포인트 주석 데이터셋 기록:
-------
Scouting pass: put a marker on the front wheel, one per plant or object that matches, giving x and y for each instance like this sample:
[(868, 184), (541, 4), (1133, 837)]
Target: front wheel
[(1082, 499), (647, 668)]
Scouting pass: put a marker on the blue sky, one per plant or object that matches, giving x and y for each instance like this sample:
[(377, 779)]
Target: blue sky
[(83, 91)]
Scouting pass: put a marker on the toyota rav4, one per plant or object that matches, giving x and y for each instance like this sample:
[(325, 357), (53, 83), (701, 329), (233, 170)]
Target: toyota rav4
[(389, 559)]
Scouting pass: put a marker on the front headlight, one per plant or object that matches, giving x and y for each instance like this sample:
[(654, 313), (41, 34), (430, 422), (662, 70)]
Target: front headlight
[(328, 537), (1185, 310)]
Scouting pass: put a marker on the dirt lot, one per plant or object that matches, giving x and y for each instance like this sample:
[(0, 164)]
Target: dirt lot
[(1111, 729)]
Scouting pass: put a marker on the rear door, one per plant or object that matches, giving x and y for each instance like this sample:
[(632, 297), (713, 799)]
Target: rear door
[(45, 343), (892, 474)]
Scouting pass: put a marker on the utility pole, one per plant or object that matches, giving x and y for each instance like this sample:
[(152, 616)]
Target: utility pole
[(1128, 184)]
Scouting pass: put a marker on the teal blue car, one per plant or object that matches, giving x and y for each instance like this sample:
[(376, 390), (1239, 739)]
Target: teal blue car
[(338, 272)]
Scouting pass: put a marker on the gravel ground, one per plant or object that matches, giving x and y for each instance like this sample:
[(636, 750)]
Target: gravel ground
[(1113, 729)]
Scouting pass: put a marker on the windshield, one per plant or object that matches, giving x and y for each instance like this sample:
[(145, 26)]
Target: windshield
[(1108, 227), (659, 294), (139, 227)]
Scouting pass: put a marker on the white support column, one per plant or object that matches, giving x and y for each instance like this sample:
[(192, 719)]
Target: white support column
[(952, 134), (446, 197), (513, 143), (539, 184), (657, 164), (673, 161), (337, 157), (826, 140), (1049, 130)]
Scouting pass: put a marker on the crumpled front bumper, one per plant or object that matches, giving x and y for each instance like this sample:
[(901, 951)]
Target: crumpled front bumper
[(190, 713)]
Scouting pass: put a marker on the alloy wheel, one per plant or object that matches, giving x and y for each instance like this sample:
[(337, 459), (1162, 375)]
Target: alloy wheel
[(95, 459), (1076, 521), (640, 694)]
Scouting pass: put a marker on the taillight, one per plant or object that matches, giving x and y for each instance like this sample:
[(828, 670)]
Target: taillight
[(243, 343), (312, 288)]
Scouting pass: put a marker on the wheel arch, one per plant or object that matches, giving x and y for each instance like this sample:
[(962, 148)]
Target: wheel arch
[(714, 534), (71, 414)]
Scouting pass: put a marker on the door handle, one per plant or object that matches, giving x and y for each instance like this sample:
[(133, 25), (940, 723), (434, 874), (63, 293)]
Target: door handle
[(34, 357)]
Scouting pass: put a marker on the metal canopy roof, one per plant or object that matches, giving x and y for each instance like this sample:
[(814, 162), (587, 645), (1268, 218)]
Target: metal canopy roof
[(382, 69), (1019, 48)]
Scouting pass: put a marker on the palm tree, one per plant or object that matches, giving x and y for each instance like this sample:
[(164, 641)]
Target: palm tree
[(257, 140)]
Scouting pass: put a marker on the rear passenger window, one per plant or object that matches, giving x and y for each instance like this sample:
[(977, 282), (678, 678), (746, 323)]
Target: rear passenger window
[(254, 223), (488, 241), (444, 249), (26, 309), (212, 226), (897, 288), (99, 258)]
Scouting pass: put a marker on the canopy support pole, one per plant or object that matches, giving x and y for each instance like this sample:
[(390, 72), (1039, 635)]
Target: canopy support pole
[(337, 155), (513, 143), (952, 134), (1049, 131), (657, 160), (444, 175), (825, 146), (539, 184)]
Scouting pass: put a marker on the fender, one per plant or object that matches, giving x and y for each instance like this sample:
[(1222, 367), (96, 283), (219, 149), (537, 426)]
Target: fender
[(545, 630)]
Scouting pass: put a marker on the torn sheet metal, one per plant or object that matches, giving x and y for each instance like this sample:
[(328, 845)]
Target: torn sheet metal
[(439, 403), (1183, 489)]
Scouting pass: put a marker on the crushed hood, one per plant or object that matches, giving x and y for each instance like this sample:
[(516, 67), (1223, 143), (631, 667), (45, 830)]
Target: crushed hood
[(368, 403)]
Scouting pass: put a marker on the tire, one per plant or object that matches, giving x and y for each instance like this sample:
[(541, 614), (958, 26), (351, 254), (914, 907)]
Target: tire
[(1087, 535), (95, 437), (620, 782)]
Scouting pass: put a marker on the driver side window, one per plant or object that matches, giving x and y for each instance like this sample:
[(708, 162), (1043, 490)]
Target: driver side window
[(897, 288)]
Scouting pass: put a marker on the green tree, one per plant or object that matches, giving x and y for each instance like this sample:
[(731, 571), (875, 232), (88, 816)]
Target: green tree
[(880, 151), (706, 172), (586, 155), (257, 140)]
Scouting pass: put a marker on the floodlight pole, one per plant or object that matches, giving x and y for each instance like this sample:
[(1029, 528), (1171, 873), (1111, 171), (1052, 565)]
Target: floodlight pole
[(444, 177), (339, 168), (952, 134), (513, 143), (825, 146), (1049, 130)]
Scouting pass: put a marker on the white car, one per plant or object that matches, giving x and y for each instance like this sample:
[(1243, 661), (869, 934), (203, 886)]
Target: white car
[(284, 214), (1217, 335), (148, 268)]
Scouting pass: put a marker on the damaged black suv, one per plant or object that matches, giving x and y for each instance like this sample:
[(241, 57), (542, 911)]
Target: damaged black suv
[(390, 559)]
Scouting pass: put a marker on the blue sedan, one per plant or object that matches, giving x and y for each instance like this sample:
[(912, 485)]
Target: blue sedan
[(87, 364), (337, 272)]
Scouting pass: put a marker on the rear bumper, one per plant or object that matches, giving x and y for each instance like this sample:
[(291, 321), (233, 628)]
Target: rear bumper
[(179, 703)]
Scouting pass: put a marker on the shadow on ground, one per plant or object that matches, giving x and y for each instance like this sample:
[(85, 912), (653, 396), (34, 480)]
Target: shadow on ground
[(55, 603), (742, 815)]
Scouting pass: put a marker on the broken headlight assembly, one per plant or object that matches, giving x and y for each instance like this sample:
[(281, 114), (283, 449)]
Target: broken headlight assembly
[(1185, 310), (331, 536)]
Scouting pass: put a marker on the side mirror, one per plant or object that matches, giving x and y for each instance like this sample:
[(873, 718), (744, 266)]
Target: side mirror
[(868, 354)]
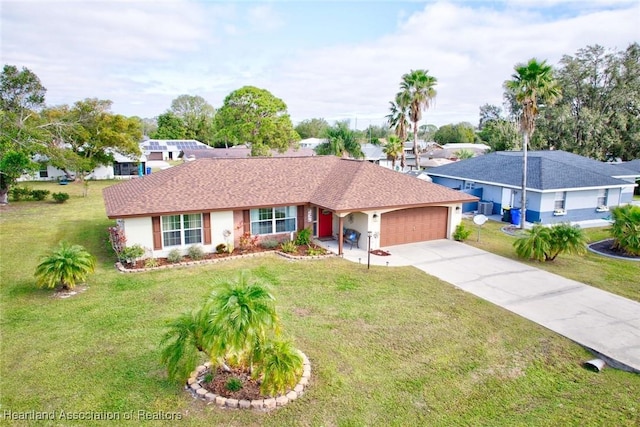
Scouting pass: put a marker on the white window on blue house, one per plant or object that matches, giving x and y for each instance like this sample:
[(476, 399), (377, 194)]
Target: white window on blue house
[(602, 197), (560, 200), (178, 230), (273, 220)]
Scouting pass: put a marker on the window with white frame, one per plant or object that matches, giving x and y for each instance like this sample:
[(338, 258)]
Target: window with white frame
[(560, 199), (178, 230), (602, 197), (273, 220)]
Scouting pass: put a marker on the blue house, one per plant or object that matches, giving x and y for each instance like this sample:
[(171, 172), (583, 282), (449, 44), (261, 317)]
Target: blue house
[(561, 186)]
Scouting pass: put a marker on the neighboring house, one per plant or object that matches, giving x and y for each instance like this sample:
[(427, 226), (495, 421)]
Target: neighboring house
[(213, 201), (560, 186), (123, 167), (169, 149), (240, 151), (311, 143), (374, 153)]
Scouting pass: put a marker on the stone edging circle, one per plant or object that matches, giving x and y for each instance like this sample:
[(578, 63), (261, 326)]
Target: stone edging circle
[(195, 387), (595, 251)]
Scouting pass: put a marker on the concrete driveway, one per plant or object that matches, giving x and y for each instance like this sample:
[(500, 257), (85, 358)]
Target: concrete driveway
[(603, 322)]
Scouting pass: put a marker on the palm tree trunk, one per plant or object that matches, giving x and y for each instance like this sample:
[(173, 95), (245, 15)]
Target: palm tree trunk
[(523, 201), (416, 152)]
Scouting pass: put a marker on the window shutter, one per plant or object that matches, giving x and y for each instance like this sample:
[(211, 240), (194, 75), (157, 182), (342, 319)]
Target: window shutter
[(206, 227), (246, 221), (157, 233)]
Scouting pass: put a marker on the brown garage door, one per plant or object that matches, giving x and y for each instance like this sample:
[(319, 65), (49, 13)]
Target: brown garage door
[(413, 225)]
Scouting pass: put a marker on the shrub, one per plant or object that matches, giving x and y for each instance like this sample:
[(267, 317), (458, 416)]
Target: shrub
[(625, 229), (315, 251), (195, 252), (233, 384), (269, 244), (174, 256), (248, 242), (462, 233), (289, 247), (60, 197), (304, 237), (151, 262), (542, 243), (130, 254), (40, 194), (20, 193)]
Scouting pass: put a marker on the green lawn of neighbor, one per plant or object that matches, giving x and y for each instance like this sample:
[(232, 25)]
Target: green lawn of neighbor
[(388, 346), (617, 276)]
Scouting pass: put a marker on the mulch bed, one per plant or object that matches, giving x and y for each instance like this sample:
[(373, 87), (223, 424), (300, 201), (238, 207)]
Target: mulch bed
[(605, 247), (218, 385), (302, 251)]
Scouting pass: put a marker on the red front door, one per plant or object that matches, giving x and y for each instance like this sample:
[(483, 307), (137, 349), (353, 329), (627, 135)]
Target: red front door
[(325, 223)]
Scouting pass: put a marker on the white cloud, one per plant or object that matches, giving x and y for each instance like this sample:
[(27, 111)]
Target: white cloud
[(143, 54)]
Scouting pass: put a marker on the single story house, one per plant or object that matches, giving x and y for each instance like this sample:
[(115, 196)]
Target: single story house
[(169, 149), (239, 151), (561, 186), (214, 201), (123, 167)]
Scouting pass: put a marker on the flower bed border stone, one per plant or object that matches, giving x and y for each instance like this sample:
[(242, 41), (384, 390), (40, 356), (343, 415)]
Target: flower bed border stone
[(194, 386)]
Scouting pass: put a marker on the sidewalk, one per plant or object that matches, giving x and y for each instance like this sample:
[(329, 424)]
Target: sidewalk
[(601, 321)]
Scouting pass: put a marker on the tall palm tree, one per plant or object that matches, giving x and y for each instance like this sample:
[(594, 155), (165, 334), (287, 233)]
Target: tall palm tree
[(418, 87), (66, 266), (533, 84), (394, 149), (399, 121)]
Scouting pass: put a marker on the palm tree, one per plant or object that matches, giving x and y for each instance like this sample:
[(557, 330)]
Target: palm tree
[(393, 149), (398, 120), (66, 266), (418, 87), (243, 316), (532, 83)]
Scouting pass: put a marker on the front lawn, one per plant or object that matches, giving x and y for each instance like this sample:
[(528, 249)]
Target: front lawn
[(613, 275), (388, 346)]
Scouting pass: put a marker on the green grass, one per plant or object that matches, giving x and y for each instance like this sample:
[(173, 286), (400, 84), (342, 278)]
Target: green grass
[(388, 346), (620, 277)]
-------
**과제 안내**
위 기록에서 "Scouting pass: put a marker on the front headlight, one" 문구가 있는 줄부터 "[(45, 343), (892, 474)]" 문구가 있는 줄까지, 양 끝 줄을 포함해 모두 한 글자도 바꾸지 말고 그대로 다시 쓰세요.

**답변**
Scouting pass: put a marker on the front headlight, one per plant or object that matches, giving x and y for each instance like this sample:
[(654, 313), (41, 34), (430, 422), (662, 70)]
Target: front headlight
[(328, 537), (1185, 310)]
Scouting pass: put a marker on the dirt lot, one per plant or object that matches, giving x and y for each instance like this sample:
[(0, 164)]
Target: dirt lot
[(1111, 729)]
Scouting pass: put a marker on the rear door, one per plant or object that matches, giving x and y for each instance like this sample:
[(632, 297), (713, 799)]
Target: rear door
[(45, 343), (892, 474)]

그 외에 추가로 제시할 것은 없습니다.